### WHAT THE EXERCISE ASKS
Return every record below exactly as given.

SUPPLIED ENTRIES below:

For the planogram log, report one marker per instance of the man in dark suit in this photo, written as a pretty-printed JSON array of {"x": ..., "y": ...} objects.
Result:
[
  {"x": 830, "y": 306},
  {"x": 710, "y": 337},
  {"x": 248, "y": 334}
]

End of SUPPLIED ENTRIES.

### ANSWER BELOW
For the planogram log, report one marker per instance of the man in dark suit in this photo, written as a pretty-printed JSON array of {"x": ..., "y": ...} objects.
Result:
[
  {"x": 830, "y": 306},
  {"x": 710, "y": 337},
  {"x": 248, "y": 334}
]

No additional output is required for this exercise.